Set problem |
Gather every line of the material below that contains the word "sandy".
— begin —
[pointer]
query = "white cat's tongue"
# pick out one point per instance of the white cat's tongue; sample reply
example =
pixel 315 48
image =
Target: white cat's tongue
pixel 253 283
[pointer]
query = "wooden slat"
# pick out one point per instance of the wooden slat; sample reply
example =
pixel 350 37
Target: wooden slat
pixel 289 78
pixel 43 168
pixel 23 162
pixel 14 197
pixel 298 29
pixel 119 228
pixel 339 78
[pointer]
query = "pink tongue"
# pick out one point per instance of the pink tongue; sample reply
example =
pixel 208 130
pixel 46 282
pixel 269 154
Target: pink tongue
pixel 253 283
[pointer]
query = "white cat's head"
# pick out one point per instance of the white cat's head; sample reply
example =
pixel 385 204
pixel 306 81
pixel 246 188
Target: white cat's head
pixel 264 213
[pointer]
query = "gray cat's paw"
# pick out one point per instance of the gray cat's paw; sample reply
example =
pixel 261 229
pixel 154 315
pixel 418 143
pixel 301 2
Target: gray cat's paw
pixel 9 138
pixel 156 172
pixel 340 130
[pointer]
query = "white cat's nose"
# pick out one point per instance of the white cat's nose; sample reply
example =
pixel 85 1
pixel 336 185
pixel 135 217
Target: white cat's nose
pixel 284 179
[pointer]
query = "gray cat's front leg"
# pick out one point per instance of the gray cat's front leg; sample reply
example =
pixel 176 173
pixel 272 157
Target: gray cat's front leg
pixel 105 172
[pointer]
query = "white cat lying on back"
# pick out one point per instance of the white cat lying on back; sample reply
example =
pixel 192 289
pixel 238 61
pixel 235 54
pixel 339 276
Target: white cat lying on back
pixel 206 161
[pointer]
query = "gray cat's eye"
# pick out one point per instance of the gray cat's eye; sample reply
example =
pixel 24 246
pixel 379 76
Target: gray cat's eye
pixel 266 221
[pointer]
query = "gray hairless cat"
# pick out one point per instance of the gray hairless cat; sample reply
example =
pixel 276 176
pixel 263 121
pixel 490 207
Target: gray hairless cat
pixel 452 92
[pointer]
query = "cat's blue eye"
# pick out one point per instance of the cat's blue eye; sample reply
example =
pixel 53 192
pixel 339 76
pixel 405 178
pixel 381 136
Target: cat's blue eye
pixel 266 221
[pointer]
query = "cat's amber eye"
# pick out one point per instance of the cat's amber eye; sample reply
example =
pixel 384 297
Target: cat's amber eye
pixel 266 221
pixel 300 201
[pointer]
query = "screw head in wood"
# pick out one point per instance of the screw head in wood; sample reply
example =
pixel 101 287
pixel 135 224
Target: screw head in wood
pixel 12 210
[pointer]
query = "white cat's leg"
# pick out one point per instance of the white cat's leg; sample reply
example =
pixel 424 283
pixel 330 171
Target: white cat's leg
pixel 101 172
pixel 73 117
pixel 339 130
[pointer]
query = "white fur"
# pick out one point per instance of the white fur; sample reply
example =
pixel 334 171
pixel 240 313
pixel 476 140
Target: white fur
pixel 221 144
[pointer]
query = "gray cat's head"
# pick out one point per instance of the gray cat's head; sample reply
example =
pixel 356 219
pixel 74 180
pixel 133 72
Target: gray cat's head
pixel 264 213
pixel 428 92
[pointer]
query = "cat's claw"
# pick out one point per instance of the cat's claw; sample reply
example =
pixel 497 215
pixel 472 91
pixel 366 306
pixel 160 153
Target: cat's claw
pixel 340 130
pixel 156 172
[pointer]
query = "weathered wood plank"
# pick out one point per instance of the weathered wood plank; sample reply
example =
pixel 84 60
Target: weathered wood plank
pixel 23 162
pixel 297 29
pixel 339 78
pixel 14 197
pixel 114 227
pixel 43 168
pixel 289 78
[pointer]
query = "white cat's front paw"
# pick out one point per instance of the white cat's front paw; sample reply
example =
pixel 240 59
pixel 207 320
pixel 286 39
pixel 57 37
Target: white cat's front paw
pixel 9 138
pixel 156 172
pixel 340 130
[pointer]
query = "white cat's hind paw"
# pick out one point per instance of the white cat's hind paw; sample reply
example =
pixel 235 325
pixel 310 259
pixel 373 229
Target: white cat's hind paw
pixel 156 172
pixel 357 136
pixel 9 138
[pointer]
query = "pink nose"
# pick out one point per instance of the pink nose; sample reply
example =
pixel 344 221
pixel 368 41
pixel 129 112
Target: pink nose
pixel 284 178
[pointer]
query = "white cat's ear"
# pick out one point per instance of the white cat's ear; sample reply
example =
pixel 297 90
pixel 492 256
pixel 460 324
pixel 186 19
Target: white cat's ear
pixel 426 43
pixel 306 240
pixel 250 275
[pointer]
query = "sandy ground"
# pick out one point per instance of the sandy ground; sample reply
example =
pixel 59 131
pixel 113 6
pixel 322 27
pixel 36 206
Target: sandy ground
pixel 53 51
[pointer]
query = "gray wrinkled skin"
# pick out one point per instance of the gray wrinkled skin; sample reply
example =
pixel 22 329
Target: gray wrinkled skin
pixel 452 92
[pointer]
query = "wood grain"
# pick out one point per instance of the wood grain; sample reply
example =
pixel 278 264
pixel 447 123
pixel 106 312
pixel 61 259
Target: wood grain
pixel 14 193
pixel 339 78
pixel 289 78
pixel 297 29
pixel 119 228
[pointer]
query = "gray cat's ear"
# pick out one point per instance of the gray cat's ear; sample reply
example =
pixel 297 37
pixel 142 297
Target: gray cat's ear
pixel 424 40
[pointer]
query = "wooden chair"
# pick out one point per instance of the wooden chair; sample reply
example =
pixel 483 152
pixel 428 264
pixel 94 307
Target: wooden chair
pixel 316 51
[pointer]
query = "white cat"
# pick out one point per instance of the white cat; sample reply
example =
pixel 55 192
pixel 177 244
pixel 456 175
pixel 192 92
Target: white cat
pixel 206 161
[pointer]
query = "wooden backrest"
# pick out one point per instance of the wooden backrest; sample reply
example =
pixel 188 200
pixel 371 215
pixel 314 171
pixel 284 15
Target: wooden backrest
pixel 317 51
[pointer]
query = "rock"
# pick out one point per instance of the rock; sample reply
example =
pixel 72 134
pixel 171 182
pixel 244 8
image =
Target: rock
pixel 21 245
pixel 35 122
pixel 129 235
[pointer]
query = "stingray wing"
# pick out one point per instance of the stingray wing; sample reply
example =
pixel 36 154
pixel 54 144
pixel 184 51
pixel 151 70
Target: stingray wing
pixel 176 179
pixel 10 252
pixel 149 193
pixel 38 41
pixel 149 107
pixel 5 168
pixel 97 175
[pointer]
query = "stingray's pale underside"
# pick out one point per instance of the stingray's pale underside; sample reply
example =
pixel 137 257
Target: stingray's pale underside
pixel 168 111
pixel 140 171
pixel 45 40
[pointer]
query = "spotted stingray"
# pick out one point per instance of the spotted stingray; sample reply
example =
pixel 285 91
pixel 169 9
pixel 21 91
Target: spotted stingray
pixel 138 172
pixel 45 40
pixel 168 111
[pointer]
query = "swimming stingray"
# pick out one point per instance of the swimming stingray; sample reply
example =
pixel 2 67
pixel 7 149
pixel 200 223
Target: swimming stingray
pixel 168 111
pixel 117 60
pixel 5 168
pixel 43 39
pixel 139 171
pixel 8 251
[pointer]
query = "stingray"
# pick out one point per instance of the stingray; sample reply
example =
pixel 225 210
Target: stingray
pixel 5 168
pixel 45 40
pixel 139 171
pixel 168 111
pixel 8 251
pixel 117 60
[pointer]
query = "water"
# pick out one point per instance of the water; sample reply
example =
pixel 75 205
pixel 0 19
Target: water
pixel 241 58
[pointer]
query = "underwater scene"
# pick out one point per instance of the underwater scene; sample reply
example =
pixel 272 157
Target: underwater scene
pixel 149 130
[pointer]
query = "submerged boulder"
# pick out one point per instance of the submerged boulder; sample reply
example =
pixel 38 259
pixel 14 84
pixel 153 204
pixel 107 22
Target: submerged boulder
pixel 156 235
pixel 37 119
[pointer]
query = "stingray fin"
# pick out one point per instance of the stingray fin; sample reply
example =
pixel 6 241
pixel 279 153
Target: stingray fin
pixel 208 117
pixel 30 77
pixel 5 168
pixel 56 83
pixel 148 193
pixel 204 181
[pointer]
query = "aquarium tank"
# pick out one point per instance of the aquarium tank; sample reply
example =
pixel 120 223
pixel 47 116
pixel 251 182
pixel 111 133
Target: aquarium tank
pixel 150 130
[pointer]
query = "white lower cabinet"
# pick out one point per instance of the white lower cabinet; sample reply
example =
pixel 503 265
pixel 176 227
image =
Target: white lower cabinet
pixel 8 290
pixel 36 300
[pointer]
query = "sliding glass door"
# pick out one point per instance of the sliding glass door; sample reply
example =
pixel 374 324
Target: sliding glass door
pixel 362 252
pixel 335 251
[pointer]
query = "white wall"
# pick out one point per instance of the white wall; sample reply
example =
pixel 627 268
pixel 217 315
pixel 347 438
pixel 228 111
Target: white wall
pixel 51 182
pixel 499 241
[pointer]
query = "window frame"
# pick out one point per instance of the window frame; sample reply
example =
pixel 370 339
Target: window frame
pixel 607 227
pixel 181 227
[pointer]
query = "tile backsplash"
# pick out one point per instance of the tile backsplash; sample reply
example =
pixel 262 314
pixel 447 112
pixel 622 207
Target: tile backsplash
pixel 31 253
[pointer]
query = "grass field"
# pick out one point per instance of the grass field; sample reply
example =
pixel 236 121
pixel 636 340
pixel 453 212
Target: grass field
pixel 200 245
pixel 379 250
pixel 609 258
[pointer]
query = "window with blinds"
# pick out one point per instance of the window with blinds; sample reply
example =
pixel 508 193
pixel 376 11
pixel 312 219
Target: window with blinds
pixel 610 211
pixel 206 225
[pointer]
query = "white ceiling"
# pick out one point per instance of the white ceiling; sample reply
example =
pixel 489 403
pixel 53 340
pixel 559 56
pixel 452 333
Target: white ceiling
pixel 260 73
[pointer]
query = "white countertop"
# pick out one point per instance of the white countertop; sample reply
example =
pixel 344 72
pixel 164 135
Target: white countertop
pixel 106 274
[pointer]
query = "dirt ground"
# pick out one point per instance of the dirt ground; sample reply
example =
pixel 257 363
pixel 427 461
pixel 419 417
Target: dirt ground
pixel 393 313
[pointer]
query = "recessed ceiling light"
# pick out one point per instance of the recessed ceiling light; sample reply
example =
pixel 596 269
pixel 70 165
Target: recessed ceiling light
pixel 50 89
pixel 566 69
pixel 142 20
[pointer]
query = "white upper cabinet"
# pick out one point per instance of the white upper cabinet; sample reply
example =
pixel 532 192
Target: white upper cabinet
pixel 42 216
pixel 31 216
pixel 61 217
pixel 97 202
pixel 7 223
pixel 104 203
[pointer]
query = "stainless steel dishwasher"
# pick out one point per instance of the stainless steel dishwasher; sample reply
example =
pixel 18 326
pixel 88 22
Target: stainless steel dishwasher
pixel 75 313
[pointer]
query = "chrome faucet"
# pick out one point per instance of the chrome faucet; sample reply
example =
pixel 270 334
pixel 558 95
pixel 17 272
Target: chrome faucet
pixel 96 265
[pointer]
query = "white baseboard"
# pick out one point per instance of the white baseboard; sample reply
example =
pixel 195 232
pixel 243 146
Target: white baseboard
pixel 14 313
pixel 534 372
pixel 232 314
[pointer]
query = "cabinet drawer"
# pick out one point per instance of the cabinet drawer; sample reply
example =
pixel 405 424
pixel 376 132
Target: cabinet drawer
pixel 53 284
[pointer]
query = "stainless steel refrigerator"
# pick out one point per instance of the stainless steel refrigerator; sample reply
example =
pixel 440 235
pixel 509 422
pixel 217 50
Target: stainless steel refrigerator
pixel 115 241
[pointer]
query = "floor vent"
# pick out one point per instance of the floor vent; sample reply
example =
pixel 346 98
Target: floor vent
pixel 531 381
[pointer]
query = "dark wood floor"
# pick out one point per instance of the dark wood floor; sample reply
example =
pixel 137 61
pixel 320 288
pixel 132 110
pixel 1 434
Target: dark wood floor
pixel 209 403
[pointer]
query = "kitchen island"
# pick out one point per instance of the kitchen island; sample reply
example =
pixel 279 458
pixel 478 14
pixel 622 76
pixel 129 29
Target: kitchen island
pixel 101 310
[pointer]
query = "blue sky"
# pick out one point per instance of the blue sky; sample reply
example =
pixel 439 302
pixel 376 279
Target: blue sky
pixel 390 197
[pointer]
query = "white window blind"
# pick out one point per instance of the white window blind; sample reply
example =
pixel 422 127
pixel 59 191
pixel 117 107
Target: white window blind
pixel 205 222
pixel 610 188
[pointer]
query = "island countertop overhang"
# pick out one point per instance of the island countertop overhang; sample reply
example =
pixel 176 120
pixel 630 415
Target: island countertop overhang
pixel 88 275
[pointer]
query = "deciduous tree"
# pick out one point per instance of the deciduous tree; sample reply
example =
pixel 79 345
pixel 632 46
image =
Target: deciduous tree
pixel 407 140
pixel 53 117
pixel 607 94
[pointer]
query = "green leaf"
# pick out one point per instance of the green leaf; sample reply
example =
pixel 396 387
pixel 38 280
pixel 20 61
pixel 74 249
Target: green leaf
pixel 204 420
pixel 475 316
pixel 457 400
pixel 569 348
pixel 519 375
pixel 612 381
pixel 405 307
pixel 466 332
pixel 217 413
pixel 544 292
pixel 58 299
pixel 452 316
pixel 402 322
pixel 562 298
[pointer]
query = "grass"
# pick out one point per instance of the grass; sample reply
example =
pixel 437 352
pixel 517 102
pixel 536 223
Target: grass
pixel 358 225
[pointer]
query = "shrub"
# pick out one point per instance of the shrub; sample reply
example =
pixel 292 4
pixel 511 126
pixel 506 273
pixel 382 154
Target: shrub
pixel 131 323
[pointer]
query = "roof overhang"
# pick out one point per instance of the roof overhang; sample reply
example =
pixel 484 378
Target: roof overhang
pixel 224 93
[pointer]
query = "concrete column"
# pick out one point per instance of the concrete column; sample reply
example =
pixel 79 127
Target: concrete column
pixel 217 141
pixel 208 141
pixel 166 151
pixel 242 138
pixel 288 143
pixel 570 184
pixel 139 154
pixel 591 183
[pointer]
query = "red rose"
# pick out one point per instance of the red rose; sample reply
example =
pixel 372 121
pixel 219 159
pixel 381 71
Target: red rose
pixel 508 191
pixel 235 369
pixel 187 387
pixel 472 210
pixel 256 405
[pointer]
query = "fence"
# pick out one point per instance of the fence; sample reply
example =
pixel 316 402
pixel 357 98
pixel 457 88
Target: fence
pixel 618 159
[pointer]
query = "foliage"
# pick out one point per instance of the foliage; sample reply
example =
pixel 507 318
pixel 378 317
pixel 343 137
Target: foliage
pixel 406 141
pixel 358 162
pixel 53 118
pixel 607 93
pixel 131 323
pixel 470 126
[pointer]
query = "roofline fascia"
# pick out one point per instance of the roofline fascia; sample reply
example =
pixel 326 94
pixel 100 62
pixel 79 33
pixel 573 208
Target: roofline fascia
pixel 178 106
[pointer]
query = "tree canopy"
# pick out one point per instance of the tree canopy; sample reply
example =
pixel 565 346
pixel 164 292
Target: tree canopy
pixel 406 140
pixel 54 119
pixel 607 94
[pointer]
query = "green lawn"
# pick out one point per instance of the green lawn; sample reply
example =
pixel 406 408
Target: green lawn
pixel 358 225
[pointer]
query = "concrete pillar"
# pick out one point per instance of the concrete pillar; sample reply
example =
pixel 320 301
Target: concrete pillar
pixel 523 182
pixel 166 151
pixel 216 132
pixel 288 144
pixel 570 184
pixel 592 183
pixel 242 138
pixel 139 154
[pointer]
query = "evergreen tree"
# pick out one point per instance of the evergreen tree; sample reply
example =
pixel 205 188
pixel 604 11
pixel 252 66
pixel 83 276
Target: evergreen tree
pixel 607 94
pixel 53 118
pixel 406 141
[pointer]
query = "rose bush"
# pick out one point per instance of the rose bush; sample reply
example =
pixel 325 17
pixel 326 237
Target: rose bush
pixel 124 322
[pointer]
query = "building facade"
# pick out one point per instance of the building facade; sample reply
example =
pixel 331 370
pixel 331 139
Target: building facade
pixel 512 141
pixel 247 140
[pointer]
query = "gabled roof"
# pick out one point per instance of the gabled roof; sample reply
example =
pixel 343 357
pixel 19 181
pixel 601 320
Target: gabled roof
— end —
Solution below |
query = "sandy ground"
# pick out one point per instance of the sandy ground; sample reply
Target: sandy ground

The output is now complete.